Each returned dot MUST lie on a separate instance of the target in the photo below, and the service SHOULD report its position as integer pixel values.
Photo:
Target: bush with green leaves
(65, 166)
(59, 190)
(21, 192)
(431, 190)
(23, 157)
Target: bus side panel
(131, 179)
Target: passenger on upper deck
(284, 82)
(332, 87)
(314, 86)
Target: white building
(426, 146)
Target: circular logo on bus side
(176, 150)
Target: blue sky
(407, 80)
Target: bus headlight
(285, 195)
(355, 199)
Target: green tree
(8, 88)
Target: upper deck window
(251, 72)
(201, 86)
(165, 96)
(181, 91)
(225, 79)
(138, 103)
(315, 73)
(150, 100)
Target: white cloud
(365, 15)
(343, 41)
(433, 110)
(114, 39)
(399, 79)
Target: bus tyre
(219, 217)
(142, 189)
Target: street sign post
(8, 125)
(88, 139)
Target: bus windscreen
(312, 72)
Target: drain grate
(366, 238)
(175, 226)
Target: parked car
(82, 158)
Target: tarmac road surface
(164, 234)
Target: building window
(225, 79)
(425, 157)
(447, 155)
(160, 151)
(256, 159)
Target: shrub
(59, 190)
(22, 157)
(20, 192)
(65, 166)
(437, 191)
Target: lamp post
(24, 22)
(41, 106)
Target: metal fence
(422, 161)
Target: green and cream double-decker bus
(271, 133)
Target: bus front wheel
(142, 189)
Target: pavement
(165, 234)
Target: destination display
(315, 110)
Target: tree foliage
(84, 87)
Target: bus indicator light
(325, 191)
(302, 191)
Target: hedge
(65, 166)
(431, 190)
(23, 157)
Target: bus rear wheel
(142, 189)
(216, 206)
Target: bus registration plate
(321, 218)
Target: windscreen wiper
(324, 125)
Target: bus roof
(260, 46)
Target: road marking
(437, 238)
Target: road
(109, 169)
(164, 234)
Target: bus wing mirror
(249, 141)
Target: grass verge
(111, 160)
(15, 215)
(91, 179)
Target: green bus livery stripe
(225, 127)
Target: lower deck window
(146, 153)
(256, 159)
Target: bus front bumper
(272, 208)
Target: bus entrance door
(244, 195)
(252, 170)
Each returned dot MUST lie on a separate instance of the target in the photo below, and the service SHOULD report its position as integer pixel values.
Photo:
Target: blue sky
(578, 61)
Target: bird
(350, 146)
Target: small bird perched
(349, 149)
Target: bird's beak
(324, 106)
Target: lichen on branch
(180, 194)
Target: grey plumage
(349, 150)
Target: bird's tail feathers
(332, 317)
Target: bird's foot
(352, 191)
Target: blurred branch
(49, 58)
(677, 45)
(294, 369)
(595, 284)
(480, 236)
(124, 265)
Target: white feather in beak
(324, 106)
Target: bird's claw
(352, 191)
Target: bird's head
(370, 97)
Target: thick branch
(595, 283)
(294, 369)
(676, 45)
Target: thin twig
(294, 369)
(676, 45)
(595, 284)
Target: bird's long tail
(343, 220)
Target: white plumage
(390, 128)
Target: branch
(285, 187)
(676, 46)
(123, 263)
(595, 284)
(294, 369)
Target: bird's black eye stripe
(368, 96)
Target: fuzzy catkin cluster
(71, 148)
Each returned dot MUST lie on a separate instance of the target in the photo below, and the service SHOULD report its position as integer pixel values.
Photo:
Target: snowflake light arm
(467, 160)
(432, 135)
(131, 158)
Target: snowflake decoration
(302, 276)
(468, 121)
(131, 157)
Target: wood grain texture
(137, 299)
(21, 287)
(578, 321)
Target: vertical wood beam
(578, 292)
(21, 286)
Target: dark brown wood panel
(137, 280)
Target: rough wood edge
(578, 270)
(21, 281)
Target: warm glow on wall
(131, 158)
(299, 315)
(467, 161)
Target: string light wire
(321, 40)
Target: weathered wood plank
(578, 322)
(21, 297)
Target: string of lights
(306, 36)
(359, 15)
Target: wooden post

**********

Assignment: Every entry above needs to be written out again exactly.

Output of the exercise:
Each returned dot MUST lie on a separate instance of the target in the photo below, and the service SHOULD report its position as integer pixel values.
Photo:
Target: bush with green leaves
(65, 166)
(59, 190)
(21, 192)
(431, 190)
(23, 157)
Target: bus side panel
(131, 179)
Target: passenger on upper deck
(284, 82)
(332, 87)
(314, 86)
Target: white building
(426, 146)
Target: circular logo on bus side
(176, 150)
Target: blue sky
(407, 80)
Target: bus headlight
(285, 195)
(355, 199)
Target: green tree
(8, 88)
Target: upper deck window
(251, 72)
(201, 86)
(165, 96)
(181, 91)
(225, 79)
(138, 103)
(315, 73)
(150, 100)
Target: white cloud
(365, 15)
(343, 41)
(433, 110)
(114, 39)
(399, 79)
Target: bus tyre
(219, 217)
(142, 189)
Target: street sign post
(8, 125)
(88, 139)
Target: bus windscreen
(312, 72)
Target: drain grate
(366, 238)
(175, 226)
Target: parked car
(82, 158)
Target: tarmac road surface
(164, 234)
Target: building window
(225, 79)
(425, 157)
(447, 155)
(160, 151)
(256, 159)
Target: shrub
(59, 190)
(22, 157)
(20, 192)
(65, 166)
(437, 191)
Target: lamp post
(24, 22)
(41, 106)
Target: metal fence
(422, 161)
Target: green and cream double-decker bus
(271, 133)
Target: bus front wheel
(142, 189)
Target: pavement
(165, 234)
Target: destination display
(315, 110)
Target: tree foliage
(84, 87)
Target: bus indicator light
(325, 191)
(302, 191)
Target: hedge
(65, 166)
(431, 190)
(23, 157)
Target: bus rear wheel
(142, 189)
(216, 206)
Target: bus registration plate
(321, 218)
Target: windscreen wiper
(324, 125)
Target: bus roof
(260, 46)
Target: road marking
(437, 238)
Target: road
(109, 169)
(164, 234)
Target: bus wing mirror
(249, 141)
Target: grass verge
(111, 160)
(15, 215)
(91, 179)
Target: green bus livery stripe
(225, 127)
Target: lower deck window
(146, 153)
(256, 159)
Target: bus front bumper
(272, 208)
Target: bus entrance door
(244, 195)
(252, 170)
Each returned dot MUST lie on a separate instance of the target in the photo below, and the service SHOULD report its position as integer pixel values.
Photo:
Target: blue sky
(578, 61)
Target: bird
(350, 146)
Target: small bird perched
(349, 149)
Target: bird's beak
(324, 106)
Target: lichen on branch
(180, 194)
Target: grey plumage
(349, 150)
Target: bird's tail feathers
(332, 317)
Target: bird's foot
(352, 191)
Target: blurred branch
(49, 58)
(677, 45)
(294, 369)
(595, 284)
(480, 236)
(124, 265)
Target: white feather in beak
(324, 106)
Target: bird's claw
(352, 191)
Target: bird's head
(370, 97)
Target: thick branch
(595, 283)
(294, 369)
(676, 45)
Target: thin twig
(294, 369)
(676, 45)
(595, 284)
Target: bird's long tail
(343, 220)
Target: white plumage
(390, 128)
Target: branch
(285, 187)
(676, 46)
(123, 263)
(595, 284)
(294, 369)
Target: bird's black eye stripe
(368, 96)
Target: fuzzy catkin cluster
(71, 148)
Each returned dot MUST lie on a separate instance of the target in the photo below, and the service SHOULD report its position as integer pixel values.
Photo:
Target: snowflake light arm
(467, 160)
(432, 135)
(131, 158)
Target: snowflake decoration
(302, 276)
(468, 121)
(131, 157)
Target: wood grain texture
(137, 299)
(21, 287)
(578, 321)
Target: vertical wood beam
(578, 292)
(21, 286)
Target: dark brown wood panel
(137, 280)
Target: rough wood edge
(578, 270)
(21, 281)
Target: warm glow on wall
(131, 158)
(299, 315)
(467, 161)
Target: string light wire
(321, 40)
Target: weathered wood plank
(578, 322)
(21, 297)
Target: string of lights
(306, 36)
(359, 15)
Target: wooden post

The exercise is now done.